Task to carry out:
Return, in full, every line below that contains the string "industrial". Case counts.

Records to process:

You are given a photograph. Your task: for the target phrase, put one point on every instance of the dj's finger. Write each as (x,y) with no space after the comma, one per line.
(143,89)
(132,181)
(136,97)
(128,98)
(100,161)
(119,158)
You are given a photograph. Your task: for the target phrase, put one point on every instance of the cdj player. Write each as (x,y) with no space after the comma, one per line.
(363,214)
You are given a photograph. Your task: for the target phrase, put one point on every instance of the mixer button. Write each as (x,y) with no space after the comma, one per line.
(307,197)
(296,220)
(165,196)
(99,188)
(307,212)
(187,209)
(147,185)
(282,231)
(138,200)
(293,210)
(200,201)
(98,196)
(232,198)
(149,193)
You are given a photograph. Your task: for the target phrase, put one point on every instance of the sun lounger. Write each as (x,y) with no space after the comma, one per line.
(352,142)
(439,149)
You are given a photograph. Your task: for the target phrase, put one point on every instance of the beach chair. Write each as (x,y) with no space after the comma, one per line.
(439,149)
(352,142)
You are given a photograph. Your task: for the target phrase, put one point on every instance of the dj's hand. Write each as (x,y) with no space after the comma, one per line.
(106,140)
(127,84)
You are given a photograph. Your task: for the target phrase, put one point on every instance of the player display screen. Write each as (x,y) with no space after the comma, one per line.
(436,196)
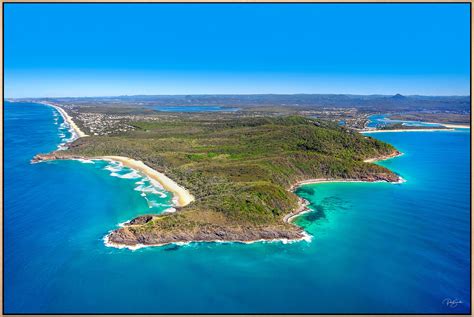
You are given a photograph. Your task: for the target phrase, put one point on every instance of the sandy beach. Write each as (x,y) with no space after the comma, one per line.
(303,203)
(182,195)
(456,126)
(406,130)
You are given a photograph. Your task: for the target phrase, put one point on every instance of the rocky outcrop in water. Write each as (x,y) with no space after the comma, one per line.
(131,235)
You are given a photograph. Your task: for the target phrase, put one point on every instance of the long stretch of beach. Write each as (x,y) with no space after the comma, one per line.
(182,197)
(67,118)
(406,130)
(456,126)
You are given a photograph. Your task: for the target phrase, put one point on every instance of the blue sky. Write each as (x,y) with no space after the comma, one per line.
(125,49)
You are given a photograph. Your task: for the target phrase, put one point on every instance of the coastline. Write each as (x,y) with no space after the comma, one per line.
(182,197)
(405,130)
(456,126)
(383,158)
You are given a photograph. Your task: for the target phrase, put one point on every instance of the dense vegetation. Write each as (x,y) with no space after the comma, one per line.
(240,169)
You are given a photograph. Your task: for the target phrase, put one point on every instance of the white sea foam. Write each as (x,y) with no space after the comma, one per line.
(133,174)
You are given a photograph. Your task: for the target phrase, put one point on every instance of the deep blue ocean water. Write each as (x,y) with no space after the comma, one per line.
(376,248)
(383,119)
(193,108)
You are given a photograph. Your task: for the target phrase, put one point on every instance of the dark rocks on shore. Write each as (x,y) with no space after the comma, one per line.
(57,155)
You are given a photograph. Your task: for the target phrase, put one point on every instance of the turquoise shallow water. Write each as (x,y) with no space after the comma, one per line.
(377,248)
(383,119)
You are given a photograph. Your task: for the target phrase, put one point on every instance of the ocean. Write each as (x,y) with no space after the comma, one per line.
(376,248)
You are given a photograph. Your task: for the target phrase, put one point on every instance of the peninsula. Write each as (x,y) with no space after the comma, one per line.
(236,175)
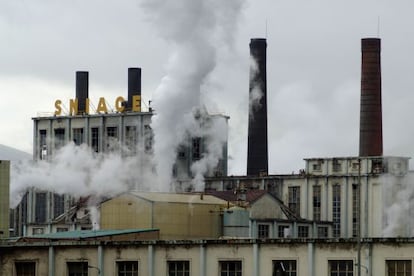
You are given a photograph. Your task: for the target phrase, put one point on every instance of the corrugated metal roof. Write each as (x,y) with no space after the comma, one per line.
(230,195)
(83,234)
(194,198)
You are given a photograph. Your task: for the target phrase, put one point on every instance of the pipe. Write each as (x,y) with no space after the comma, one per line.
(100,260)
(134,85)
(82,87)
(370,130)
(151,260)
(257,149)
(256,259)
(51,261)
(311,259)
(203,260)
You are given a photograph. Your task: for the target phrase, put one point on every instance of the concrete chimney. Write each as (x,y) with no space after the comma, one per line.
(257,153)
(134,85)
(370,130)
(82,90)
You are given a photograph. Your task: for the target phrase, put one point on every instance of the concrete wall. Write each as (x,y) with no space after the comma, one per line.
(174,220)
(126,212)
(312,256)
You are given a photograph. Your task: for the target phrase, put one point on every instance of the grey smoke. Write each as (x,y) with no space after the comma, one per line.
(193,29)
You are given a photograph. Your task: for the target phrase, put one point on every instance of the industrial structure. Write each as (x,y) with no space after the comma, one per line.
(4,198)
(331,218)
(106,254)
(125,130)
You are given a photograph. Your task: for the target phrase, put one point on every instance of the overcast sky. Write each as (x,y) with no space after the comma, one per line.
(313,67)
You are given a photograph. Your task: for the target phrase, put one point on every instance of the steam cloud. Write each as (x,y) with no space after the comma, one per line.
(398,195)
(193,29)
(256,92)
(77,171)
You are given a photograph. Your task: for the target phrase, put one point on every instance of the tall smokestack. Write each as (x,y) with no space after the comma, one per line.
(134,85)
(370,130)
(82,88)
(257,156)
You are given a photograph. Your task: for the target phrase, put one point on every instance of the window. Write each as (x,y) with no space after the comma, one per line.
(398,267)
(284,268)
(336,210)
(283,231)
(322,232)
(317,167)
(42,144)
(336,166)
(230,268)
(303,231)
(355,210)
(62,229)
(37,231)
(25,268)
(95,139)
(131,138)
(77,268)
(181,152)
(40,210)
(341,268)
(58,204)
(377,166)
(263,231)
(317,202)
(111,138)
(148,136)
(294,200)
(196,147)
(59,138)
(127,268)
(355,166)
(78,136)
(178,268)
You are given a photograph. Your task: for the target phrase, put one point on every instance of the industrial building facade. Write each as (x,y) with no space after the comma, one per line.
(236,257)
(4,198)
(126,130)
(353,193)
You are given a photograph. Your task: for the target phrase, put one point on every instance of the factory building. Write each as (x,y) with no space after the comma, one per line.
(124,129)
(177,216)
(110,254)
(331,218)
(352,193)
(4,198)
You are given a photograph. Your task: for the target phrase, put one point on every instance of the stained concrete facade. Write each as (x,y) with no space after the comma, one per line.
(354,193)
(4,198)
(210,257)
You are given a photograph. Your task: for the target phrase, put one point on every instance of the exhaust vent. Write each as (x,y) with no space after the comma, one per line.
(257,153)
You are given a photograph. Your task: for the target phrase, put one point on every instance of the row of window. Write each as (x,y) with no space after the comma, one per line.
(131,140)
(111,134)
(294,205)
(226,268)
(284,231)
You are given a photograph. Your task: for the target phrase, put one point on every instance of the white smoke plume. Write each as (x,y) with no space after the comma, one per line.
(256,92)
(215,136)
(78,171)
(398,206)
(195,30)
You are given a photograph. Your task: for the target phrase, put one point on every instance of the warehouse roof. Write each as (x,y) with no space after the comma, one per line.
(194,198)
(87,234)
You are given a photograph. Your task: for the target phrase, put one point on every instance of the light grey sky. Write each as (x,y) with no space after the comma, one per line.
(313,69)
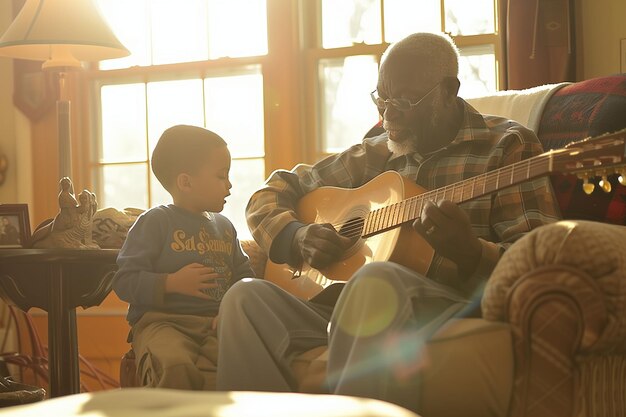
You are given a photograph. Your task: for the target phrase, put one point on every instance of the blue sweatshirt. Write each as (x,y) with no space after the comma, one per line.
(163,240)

...

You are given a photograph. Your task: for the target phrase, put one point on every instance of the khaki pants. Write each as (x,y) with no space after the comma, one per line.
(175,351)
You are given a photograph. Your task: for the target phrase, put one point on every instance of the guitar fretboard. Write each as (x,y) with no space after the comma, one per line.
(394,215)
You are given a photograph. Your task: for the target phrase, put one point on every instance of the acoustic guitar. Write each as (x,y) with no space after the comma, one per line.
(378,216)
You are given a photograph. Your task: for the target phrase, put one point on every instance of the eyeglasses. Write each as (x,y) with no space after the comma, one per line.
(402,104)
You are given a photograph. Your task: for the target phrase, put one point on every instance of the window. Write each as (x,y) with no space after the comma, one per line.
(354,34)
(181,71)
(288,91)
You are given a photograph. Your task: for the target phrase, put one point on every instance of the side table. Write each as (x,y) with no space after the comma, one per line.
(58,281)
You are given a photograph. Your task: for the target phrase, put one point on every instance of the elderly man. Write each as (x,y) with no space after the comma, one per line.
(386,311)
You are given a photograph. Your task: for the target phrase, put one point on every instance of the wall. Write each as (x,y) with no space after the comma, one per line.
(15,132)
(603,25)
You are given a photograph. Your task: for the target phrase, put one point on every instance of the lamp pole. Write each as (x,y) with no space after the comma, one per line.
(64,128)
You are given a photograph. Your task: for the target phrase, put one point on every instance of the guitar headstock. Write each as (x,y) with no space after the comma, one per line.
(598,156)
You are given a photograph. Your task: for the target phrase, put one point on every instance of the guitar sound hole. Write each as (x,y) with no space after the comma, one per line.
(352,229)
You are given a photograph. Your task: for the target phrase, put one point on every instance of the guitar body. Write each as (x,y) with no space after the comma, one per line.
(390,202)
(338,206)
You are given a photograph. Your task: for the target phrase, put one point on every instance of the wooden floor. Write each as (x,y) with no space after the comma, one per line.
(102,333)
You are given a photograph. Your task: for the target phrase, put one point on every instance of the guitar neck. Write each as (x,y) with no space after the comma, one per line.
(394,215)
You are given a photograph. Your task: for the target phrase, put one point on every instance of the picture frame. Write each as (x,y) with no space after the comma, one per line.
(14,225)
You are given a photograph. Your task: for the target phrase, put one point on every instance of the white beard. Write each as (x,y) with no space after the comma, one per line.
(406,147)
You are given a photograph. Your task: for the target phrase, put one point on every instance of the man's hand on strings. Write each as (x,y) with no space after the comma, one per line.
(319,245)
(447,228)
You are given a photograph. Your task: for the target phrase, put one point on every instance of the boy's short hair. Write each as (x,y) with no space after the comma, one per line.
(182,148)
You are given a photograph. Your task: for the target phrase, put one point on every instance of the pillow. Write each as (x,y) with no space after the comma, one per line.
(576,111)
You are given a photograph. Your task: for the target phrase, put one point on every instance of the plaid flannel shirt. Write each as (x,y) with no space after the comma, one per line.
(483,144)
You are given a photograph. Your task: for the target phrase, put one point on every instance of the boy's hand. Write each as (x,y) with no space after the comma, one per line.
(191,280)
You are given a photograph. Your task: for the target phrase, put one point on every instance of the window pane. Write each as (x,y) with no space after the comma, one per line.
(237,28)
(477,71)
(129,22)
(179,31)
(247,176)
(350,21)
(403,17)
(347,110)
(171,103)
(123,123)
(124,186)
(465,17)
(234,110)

Task output:
You are given a photograph. Your task: for the target phrase, put one point on every instance of the industrial structure. Write each as (x,y) with no space after the comma, one per line.
You are given a photograph. Your task: for the target phrase, put one point on every instance of the industrial building facade. Write each as (x,y) with no space after the comma, one per line.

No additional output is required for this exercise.